## Задания к упражнению
(A) Перепишите дословно часть отрывка о Маяковском, начиная со слов «В конце концов» и заканчивая словами «точила сердце поэта.».
(B) Кто, согласно отрывку о Маяковском, сказал, что поэт пробует эпатировать слушателей?
(C) Продолжите отрывок о Маяковском после его последнего предложения.

## Предложенный отрывок
——

КГБ. Председатели органов госбезопасности. Рассекреченные судьбы - стр. 63
Бас Маяковского рокотал, некогда было оценить всю силу и глубину образа, неповторимую инструментовку стиха, изумительное искусство звукописи – совсем другое ощущение охватило меня: внутренняя дрожь, неосознанное чувство тревоги, беспокойства.
Наступила та тишина, о которой мечтает каждый актер, каждый режиссер, тишина завороженности, зачарованности, которая дороже всяких шумных оваций. И когда на последней ноте замер голос чтеца и отзвучала неслыханная в этом зале тишина, когда отгремели аплодисменты, вдруг за одним из столиков раздался до противности рассудительный голос:
– Маяковский пробует эпатировать нас, как некогда эпатировал петроградских курсисток.
Говорил директор крупного московского театра, известный своей военной выправкой и познаниями в теории пулеметной стрельбы…
Я долго не мог отделаться от чувства тревоги, как я был уверен, беспричинной, вызванной только смелостью, насыщенностью произведения и покоряющей силой исполнения.
В конце концов не так близко знал я Маяковского, не знал бремени обрушившихся на него бед и не мог постичь неимоверной боли, которая уже не дни, а, наверное, недели и месяцы точила сердце поэта.

——

## Данные
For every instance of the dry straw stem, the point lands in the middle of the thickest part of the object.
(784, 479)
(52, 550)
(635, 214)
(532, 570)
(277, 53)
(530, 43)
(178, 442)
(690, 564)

——

## Ответы к упражнению
(A)
В конце концов не так близко знал я Маяковского, не знал бремени обрушившихся на него бед и не мог постичь неимоверной боли, которая уже не дни, а, наверное, недели и месяцы точила сердце поэта.

(B) Директор крупного московского театра.

(C)
Да и весь привычный облик Маяковского, всегда собранного, всегда настроенного как бы воинственно, агрессивно, не вязался с мыслью о назревающей, если уже не вполне созревшей трагедии.
Народу на диспуте о «Бане» было немного. И уже во время моего вступительного слова обозначились две группы слушателей разной численности. Пока я говорил – более или менее сочувственно – о пьесе, иронические реплики подбрасывала группа рапповцев, а подбадривали меня мейерхольдовцы. Когда я заговорил о недостатках спектакля, заволновались мейерхольдовцы, а поддерживать стали рапповцы.
Речь Маяковского была не очень похожа на его обычные речи – наступательные, часто агрессивные, иногда веселые, задиристые. После диспута в Доме печати Маяковский и повлек меня в Клуб мастеров искусств, где проговорили почти всю ночь.
Чувство глубокой горечи, недоумения, можно сказать, обиды слышалось едва ли не в каждой фразе, в каждом жесте, даже в междометиях Маяковского. Нельзя забыть и ощущения растерянности, которая явно владела им в тот день и так не вязалась с его обликом.
Маяковский спросил меня, почему «Вечерняя Москва» вопреки обычаю откликаться на премьеры на следующий же день до сих пор не выступила. Я сказал откровенно, что в редакции нет единодушия в оценке спектакля.
– Но в редакции же есть статья о «Бане»?
– Кто вам сказал об этом? – ответил я вопросом.
– Ну, в редакциях секреты не хранятся. Так почему вашу статью не печатают?
Я ответил, что моя статья не очень удалась и товарищам показалась расплывчатой.
– То есть недостаточно резкой? Товарищи боятся не попасть в тон разгромным статейкам «Рабочей газеты» и «Комсомолки»? Скажите, чем объясняется это поветрие? Вы можете вспомнить, чтобы так злобно писали о какой-либо пьесе? О «Днях Турбиных», даже о «Зойкиной квартире» не писали в таком разносном тоне. И все – как по команде. Что это – директива?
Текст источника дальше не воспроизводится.